» **Requirements**
Write the next part of the passage on the making and premiere of Ed, Edd n Eddy's Big Picture Show, starting after its final sentence.

» **Provided passage**
=====
Before Big Picture Show premiered, Antonucci mentioned that it would show Eddy's brother for the first time. The character was voiced by Terry Klassen, who also served as the voice director for Big Picture Show. Antonucci directed the film and co-wrote it along with Jono Howard, Mike Kubat, Rachel Connor and Stacy Warnick. Daniel Sioil as well as Ruth Vincent served as producers while Ken Cathro was its editor and Scott Underwood, Steve Garcia, Raven Molisee, Joel Dickie and "Big" Jim Miller worked on the storyboards. Yeson Entertainment and Voicebox Productions Inc. respectively handled the animation and voice production. Series composer Patric Caird composed the score, and later released this on his website.

On December 1, 2008, Antonucci stated production on the movie was "wrapping up" after two years of work, and that it would air on Cartoon Network the following year. When asked for details about Big Picture Show, he mentioned it would be shown in widescreen format and the title characters would "do something really bad, and they find themselves running away from Cul-De-Sac to find a safe place". After being completed in 2008, the film premiered on November 8, 2009. It runs for a total of 89 minutes. Matt Kapko of Animation World Network described the premiere of Ed, Edd n Eddy's Big Picture Show as a "huge ratings success for Cartoon Network", noting that the premiere "earned double and triple-digit ratings and delivery gains among all kid demo[graphics]".
=====
» **Provided material**
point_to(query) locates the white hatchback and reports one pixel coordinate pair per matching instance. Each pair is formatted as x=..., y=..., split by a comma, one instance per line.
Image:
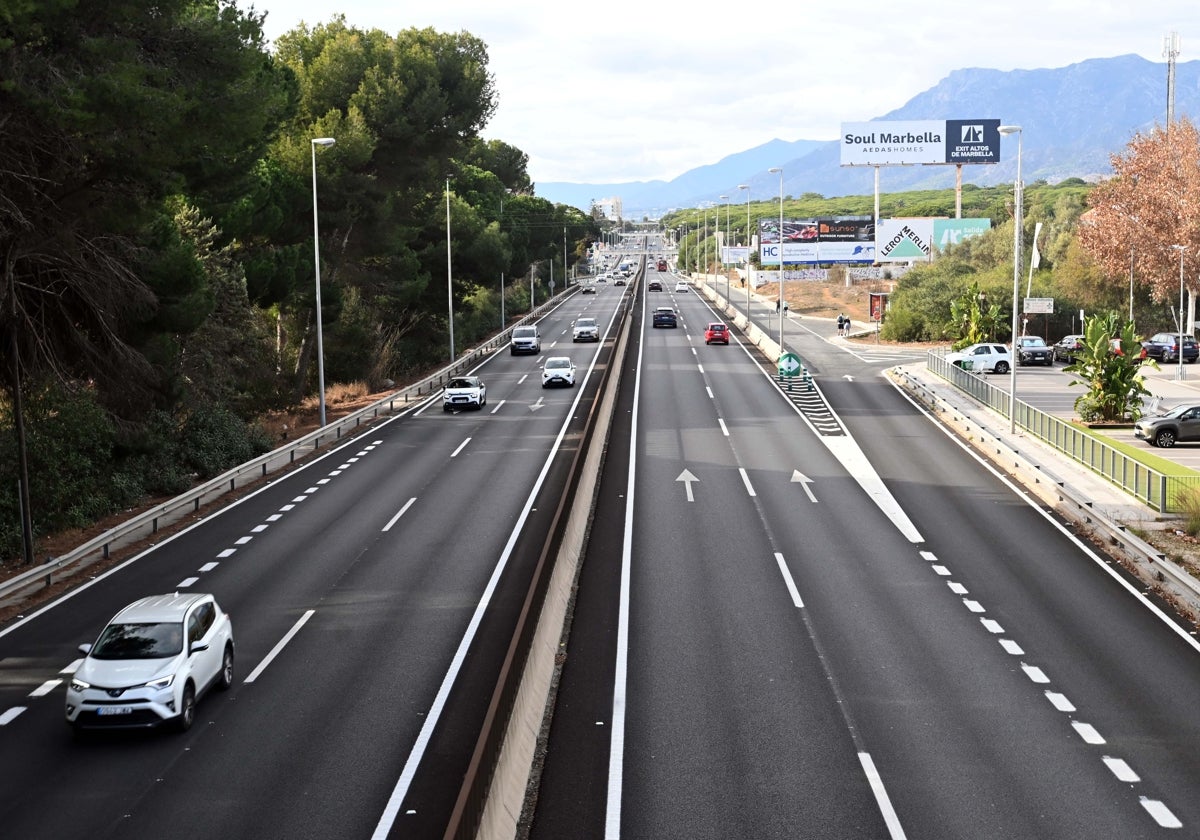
=====
» **Solved exercise**
Reception
Critics have praised Big Picture Show as a strong conclusion to the series. Charlie-Robinson Poortvliet of MovieAddictz.com gave the film an "8.2/10" rating, calling it a "double episode grand finale" that was superior to all previous Ed, Edd n Eddy episodes. Praising the film's plot, voice acting performances and direction, Poortvilet said that he "couldn't stop laughing" and encouraged all fans of the show to see it. Writing for Animated Times, Azhan Ali ranked it at number three on a list of "Most Emotional Endings of Cartoons", and added that the final scene was "heartwarming because the Eds are no longer social outcasts". Collider reviewer Austin Allison named the film as the fourth best among a list of "Top 11 TV Cartoon Movies", deeming it a "surprisingly cathartic" creation that "finally gives the Eds a sense of belonging and acceptance that is more valuable to them than all the jawbreakers in the world." In November 2019, Hayden Adams from UWIRE placed Big Picture Show atop a list of "best kids' TV show endings". Adams stated that it—along with the series finales for Codename: Kids Next Door as well as Phineas and Ferb—"really stuck with me, for the impact the shows had on me and the brilliant endings that were true-to-form in the culmination of each series." Writing for the same publication one year later, John Carter Jr. awarded the movie with a 10 out of 10 rating. He declared it a "perfect" end for the series because of the "finality" and the way Ed, Edd n Eddy "longest-running gags, mysteries, and character relationships" were finished. Carter also called this "the perfect homage to a show about imperfect people" and stated it featured "deep and profound personal experiences that lead to significant growth". When noting how Big Picture Show and the series' three holiday specials were excluded from HBO Max in June 2021, Comic Book Resources contributor Noah Dominguez called the movie's absence "probably the most glaring omission" among the Ed, Edd n Eddy episodes featured for how it was the "true series finale, sending the Eds on an epic journey and completing their character arcs in order to end the show on a high note".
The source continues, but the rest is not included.